Newton Emerson: Could the DUP be headed for Stormont opposition?

Newton Emerson

Newton Emerson

Newton Emerson writes a twice-weekly column for The Irish News and is a regular commentator on current affairs on radio and television.

DUP Leader Sir Jeffrey Donaldson gets a selfie with some of the candidates at the party manifesto launch for the local government election earlier this year. Picture by Colm Lenaghan/Pacemaker
DUP Leader Sir Jeffrey Donaldson gets a selfie with some of the candidates at the party manifesto launch for the local government election earlier this year. Picture by Colm Lenaghan/Pacemaker

In January last year, DUP leader Sir Jeffrey Donaldson said his party was considering all its options for after May’s assembly election, including opposition.

This was at a time when the DUP was refusing to countenance any outcome other than being the largest party, hence its refusal to confirm it would nominate a deputy first minister. So how could it have entered opposition?

Surprisingly, there is a way. A party entitled to nominate a first or deputy first minister does not have to pick one of its own MLAs. Nor is it required to accept the departments it is entitled to under the d’Hondt process.

If the DUP revived the assembly by permitting the appointment of a speaker, it could nominate UUP leader Doug Beattie as deputy first minister then sit out the two turns at d’Hondt it is due under present assembly numbers.

That would result in an executive with four Sinn Fein ministers, three Alliance (including justice, allocated separately) and one UUP, plus the Sinn Fein and UUP first and deputy first ministers.

Newton Emerson columns:

  • Donaldson's 'Kinnock moment' more like a howl of frustration
  • Prospects of Stormont return receding
  • DUP Stormont boycott leaves NI investment summit with a mountain to climb

The DUP had a petition of concern-type mechanism created for the executive at St Andrews. If any three ministers flag up a decision, it has to pass a cross-community executive vote.

With only two ministers, unionism would need Alliance’s help to flag up a decision, although the UUP alone could still block the subsequent vote.

Alternatively, there could be a deal for an independent unionist justice minister, as in 2016, to bring unionism over the threshold. Unionism would also remain the largest designation in the assembly, where its veto would be undiminished. That would let the DUP say it had not left unionists powerless.

**Tasks to perform**
**a)** Give the title of every Newton Emerson column that is linked in the column about the DUP possibly moving into Stormont opposition.
**b)** Echo the passage of the DUP opposition column that starts with "If the DUP revived" and goes on through "present assembly numbers.".

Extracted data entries
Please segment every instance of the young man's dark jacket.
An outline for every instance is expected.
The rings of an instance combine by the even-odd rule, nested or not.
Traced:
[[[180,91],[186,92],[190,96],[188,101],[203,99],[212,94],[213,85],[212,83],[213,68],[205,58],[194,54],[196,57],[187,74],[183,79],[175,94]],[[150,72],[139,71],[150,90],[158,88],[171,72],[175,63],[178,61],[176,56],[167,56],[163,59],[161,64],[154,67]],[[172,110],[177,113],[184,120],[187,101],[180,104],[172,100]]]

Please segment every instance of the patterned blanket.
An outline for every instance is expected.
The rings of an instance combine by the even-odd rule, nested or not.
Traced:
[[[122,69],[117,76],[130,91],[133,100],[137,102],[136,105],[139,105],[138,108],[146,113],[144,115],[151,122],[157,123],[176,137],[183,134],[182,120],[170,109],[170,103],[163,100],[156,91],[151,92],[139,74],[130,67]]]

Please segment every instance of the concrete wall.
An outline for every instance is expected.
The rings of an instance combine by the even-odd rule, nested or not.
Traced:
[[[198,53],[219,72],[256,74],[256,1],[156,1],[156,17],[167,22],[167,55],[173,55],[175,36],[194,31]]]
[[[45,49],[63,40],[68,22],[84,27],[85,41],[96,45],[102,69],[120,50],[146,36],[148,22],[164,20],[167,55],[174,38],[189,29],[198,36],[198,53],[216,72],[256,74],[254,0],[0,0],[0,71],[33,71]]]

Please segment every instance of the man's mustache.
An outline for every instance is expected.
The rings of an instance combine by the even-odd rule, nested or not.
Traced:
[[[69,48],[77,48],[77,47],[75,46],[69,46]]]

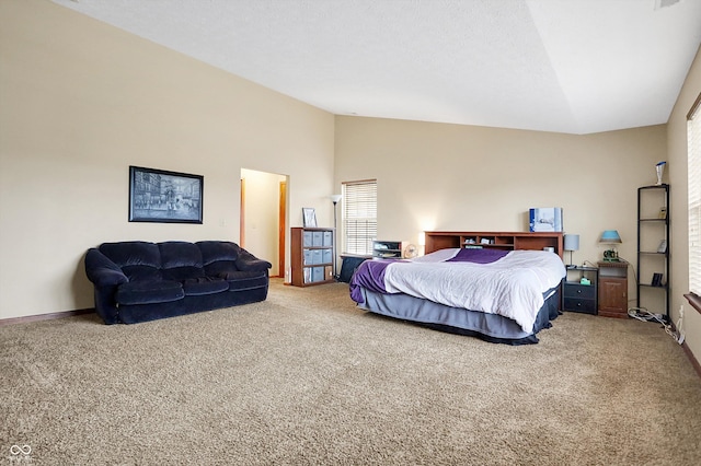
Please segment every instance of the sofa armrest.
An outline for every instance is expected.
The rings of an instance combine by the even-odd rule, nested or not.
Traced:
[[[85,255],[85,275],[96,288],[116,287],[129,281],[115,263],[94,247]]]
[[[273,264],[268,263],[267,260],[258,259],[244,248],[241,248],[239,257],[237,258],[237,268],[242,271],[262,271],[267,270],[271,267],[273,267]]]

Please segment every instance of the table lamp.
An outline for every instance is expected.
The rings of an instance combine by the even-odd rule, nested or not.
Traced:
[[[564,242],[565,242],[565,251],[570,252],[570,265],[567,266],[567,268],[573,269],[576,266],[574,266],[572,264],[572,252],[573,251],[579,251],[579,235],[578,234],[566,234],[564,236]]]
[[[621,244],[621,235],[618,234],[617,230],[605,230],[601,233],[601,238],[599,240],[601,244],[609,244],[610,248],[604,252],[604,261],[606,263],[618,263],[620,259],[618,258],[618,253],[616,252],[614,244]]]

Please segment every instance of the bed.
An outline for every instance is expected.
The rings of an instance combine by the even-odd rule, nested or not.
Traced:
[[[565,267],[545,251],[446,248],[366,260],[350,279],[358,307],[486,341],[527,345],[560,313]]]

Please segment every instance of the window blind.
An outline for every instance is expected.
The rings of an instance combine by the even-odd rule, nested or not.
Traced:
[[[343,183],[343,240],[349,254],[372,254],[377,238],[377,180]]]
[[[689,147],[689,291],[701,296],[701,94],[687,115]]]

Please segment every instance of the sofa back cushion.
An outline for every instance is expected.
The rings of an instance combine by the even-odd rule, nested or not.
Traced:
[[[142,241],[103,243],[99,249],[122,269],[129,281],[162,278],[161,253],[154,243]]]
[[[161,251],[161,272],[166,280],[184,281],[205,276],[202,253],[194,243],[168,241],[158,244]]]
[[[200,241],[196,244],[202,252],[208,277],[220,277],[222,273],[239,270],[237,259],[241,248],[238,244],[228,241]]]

**Outputs by task**
**a)**
- Donaldson's 'Kinnock moment' more like a howl of frustration
- Prospects of Stormont return receding
- DUP Stormont boycott leaves NI investment summit with a mountain to climb

**b)**
If the DUP revived the assembly by permitting the appointment of a speaker, it could nominate UUP leader Doug Beattie as deputy first minister then sit out the two turns at d’Hondt it is due under present assembly numbers.